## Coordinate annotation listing
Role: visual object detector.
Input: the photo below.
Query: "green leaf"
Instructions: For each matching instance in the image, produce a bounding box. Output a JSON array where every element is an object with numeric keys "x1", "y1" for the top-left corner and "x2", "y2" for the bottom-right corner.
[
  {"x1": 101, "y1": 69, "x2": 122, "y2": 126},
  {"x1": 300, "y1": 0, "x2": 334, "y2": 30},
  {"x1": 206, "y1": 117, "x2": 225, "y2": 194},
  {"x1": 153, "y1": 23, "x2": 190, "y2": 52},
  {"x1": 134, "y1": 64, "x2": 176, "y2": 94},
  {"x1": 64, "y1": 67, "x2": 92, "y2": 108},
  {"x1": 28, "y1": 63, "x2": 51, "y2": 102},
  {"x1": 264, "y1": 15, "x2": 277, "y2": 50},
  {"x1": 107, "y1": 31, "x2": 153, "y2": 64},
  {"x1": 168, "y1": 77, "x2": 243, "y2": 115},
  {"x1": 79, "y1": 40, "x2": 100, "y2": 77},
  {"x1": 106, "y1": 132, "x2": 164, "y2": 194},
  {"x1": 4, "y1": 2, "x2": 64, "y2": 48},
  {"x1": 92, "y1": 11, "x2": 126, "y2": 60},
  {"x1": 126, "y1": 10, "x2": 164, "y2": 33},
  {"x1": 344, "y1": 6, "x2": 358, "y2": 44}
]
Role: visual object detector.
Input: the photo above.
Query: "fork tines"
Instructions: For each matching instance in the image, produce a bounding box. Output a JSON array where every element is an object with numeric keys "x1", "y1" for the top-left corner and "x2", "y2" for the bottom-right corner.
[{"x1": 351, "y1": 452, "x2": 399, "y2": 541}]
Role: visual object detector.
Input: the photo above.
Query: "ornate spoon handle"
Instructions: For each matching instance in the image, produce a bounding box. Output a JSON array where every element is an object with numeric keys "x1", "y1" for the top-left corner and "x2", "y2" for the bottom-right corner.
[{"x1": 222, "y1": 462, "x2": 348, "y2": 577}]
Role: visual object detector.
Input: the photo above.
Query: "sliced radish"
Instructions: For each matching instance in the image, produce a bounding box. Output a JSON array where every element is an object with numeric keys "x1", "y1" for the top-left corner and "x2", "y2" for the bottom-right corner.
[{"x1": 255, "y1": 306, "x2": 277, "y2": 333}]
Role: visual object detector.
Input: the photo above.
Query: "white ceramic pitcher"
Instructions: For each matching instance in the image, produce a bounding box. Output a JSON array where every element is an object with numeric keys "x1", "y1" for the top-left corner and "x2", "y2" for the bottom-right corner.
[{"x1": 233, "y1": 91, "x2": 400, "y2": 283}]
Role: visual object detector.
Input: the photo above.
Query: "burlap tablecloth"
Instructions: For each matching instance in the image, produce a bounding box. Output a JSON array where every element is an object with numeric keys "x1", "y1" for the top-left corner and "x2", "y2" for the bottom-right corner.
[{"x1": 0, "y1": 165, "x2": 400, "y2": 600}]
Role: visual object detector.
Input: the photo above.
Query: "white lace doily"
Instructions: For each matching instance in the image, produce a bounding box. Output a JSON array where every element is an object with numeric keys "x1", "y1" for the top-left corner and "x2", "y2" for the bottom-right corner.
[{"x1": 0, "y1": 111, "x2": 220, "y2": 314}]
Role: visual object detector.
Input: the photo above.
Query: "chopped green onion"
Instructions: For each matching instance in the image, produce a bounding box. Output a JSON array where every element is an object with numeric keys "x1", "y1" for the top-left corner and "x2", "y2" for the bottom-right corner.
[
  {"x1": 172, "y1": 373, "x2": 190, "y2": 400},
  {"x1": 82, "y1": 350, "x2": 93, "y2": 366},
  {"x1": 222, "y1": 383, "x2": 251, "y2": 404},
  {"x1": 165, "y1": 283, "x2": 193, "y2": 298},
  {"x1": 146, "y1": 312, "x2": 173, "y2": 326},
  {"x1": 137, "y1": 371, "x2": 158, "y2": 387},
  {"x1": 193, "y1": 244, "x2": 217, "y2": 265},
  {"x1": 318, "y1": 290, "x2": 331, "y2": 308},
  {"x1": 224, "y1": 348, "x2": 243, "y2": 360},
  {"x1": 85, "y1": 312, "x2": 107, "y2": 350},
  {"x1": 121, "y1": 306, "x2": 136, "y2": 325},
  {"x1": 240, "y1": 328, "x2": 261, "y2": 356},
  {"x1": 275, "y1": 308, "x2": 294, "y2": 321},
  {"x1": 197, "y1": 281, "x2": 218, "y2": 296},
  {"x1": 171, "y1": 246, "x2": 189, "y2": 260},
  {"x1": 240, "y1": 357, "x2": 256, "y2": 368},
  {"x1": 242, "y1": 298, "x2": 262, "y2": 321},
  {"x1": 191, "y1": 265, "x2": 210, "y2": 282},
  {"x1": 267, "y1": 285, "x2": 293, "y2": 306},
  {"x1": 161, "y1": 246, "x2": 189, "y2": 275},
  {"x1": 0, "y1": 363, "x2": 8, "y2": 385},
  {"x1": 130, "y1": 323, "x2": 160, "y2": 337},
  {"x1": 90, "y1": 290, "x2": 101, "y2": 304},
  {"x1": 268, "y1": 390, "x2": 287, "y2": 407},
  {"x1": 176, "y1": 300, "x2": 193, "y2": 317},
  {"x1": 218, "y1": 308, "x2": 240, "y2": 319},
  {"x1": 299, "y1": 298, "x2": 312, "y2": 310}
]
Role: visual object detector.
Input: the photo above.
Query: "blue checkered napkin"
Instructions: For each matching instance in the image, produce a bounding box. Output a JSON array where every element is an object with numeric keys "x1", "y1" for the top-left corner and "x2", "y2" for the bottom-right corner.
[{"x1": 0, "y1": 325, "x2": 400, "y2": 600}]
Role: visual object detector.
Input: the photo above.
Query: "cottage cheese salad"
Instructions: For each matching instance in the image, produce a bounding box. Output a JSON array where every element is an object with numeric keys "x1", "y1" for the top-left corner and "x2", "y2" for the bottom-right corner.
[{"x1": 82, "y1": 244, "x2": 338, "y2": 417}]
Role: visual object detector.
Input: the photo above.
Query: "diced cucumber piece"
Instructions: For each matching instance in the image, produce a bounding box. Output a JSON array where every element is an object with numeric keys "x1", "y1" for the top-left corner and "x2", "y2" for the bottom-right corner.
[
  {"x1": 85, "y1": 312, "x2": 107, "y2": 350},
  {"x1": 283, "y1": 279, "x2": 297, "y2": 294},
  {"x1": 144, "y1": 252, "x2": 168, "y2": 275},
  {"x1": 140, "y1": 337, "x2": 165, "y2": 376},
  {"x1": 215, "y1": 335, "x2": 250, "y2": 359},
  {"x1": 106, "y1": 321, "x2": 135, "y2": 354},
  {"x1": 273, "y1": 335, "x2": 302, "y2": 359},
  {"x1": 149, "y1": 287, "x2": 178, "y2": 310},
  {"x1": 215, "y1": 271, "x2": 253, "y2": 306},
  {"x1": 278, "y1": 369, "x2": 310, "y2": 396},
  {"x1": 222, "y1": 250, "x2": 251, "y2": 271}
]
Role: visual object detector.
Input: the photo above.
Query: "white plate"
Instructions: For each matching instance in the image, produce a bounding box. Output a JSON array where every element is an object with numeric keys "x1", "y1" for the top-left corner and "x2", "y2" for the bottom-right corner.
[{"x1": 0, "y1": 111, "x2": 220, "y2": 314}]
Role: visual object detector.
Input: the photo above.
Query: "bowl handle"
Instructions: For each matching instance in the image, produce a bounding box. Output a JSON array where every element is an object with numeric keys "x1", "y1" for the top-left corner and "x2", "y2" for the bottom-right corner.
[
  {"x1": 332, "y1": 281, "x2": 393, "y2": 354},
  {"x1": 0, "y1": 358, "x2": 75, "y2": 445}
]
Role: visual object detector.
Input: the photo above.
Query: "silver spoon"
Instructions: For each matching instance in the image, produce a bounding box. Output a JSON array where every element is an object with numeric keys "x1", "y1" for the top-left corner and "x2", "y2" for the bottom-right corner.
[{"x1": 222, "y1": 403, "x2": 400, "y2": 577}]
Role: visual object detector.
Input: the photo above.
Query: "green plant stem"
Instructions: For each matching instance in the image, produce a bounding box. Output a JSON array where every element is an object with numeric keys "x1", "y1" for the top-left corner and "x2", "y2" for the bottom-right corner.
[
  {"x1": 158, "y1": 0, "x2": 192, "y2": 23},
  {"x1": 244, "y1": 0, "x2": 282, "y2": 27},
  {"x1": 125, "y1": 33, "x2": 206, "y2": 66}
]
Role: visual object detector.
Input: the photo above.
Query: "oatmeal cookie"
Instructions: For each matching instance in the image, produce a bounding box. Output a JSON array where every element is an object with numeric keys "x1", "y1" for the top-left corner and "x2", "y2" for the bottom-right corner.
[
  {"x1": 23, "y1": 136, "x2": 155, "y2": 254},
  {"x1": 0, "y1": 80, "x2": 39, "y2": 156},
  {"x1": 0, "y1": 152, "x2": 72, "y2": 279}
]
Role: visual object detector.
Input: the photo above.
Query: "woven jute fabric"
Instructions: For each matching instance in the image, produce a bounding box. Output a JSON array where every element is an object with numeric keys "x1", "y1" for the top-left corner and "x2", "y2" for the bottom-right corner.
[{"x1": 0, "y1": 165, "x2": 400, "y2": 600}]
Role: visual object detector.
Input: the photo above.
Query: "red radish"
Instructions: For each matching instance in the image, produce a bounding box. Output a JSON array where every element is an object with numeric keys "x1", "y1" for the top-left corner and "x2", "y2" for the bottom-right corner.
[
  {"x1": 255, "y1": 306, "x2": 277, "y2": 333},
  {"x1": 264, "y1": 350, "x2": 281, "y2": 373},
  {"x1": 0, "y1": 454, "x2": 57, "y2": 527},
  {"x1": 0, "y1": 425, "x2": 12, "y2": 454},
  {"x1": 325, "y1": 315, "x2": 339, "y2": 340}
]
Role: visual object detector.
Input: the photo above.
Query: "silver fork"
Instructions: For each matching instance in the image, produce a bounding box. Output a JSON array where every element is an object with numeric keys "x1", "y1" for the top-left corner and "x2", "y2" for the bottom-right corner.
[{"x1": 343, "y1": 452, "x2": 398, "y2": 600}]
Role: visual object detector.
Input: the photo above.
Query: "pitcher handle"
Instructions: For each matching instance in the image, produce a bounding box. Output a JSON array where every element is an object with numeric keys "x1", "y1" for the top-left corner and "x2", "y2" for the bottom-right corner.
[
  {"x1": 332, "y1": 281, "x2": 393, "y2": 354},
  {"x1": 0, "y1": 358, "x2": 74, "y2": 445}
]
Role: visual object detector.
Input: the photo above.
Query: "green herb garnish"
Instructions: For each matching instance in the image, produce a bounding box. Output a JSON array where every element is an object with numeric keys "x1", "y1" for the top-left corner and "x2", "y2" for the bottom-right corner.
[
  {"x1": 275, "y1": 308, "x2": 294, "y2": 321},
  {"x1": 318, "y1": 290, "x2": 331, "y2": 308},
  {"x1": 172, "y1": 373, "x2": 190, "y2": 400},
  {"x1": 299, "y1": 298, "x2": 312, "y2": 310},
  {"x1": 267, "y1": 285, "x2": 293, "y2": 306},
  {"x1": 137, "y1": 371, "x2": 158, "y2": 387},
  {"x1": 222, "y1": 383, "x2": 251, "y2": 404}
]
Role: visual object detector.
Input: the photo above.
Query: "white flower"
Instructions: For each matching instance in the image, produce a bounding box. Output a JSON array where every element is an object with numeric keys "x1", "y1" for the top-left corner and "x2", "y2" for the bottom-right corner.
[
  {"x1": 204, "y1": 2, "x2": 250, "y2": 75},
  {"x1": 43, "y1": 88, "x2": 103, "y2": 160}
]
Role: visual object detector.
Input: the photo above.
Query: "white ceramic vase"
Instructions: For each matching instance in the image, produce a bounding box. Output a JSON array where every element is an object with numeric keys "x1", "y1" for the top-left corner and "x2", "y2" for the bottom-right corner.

## SET EXERCISE
In the listing above, find every line containing the string "pitcher" and copy each of those lines.

## WRITTEN SOLUTION
Query: "white ceramic pitcher"
Query: "pitcher handle"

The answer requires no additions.